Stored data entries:
§
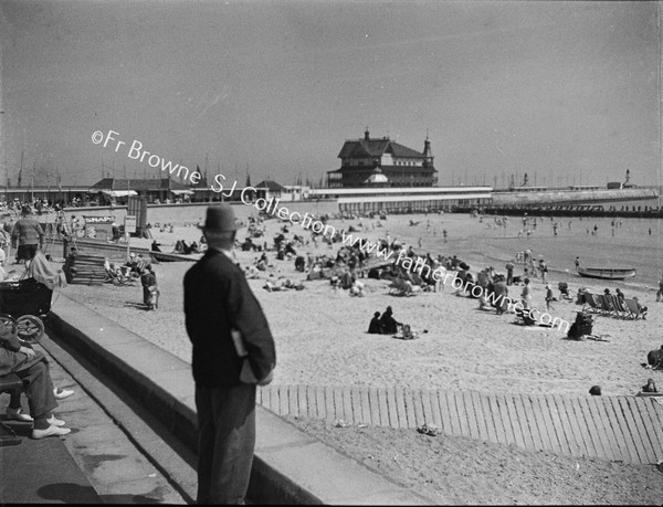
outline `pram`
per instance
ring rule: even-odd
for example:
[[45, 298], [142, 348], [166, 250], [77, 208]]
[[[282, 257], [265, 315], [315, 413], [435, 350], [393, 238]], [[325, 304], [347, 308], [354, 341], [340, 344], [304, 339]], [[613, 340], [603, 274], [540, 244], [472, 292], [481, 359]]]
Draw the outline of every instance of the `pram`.
[[53, 288], [62, 278], [38, 252], [20, 279], [0, 282], [0, 321], [24, 344], [38, 342], [44, 336], [42, 318], [51, 311]]
[[34, 278], [0, 282], [0, 321], [25, 344], [36, 344], [44, 335], [53, 291]]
§
Exercise details: Rewrite these lines with "pram" swapped for "stroller" throughout, keeping everything else unchanged, and omit the pictures.

Answer to this exercise:
outline `stroller`
per instance
ring rule: even-odd
for example:
[[45, 298], [142, 348], [166, 250], [77, 208]]
[[[282, 257], [265, 315], [315, 413], [435, 350], [393, 238]], [[325, 304], [347, 308], [354, 341], [340, 344], [304, 339]], [[613, 340], [603, 274], [540, 244], [472, 292], [481, 359]]]
Draw the outline of every instance of the `stroller`.
[[53, 288], [62, 278], [38, 252], [20, 279], [0, 282], [0, 321], [24, 344], [38, 342], [44, 336], [42, 318], [51, 311]]
[[34, 278], [0, 282], [0, 321], [25, 344], [36, 344], [44, 335], [53, 291]]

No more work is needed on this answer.